[Opening Input section]

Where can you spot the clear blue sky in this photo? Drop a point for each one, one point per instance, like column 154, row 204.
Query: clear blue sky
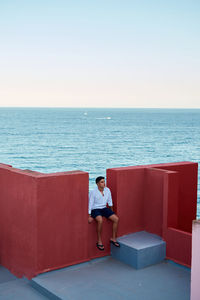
column 100, row 53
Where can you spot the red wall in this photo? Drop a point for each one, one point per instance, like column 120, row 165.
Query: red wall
column 164, row 203
column 43, row 217
column 127, row 186
column 17, row 221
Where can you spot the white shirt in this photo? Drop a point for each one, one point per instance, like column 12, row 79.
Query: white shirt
column 97, row 200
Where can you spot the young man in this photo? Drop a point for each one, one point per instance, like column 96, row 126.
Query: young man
column 98, row 200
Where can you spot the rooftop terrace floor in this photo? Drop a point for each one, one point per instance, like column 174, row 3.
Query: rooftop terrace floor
column 104, row 278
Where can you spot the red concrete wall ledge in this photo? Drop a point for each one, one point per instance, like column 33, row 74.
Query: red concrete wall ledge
column 160, row 199
column 43, row 217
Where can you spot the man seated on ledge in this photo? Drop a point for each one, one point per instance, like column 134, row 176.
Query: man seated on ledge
column 98, row 200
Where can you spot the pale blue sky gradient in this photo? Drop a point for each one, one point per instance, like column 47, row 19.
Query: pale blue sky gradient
column 100, row 53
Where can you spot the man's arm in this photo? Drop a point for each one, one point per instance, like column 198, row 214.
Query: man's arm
column 109, row 201
column 91, row 202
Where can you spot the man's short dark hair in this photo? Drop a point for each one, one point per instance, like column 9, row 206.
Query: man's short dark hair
column 99, row 179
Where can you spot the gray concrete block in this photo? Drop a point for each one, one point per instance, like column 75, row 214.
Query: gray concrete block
column 140, row 249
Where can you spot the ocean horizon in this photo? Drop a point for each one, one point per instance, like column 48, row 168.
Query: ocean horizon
column 59, row 139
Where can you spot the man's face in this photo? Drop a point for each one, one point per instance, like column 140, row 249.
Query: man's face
column 101, row 183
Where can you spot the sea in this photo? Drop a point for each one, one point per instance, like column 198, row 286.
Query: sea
column 94, row 139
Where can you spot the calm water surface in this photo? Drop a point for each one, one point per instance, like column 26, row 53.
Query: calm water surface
column 92, row 140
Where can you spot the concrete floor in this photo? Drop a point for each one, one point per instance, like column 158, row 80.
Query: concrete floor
column 108, row 278
column 12, row 288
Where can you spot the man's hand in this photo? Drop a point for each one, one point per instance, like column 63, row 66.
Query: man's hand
column 90, row 219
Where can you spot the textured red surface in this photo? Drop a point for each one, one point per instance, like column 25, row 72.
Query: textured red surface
column 43, row 217
column 160, row 199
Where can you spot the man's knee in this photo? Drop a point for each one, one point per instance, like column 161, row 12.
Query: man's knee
column 99, row 219
column 114, row 218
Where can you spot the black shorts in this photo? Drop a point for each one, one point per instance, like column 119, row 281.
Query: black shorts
column 104, row 212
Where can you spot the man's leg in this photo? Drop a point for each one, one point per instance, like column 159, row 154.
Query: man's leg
column 114, row 218
column 99, row 221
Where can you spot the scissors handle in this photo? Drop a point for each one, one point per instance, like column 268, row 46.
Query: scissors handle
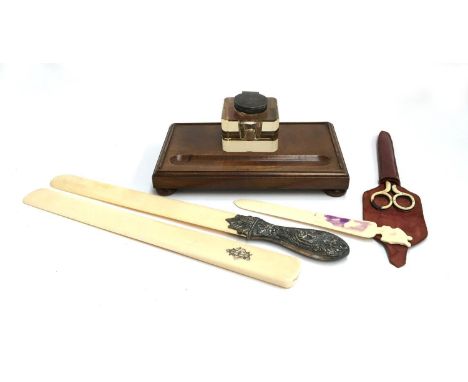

[Closing Input section]

> Work to complete
Across the records above, tally the lines that contain "handle" and give the result as a number alone.

> Answer to this task
2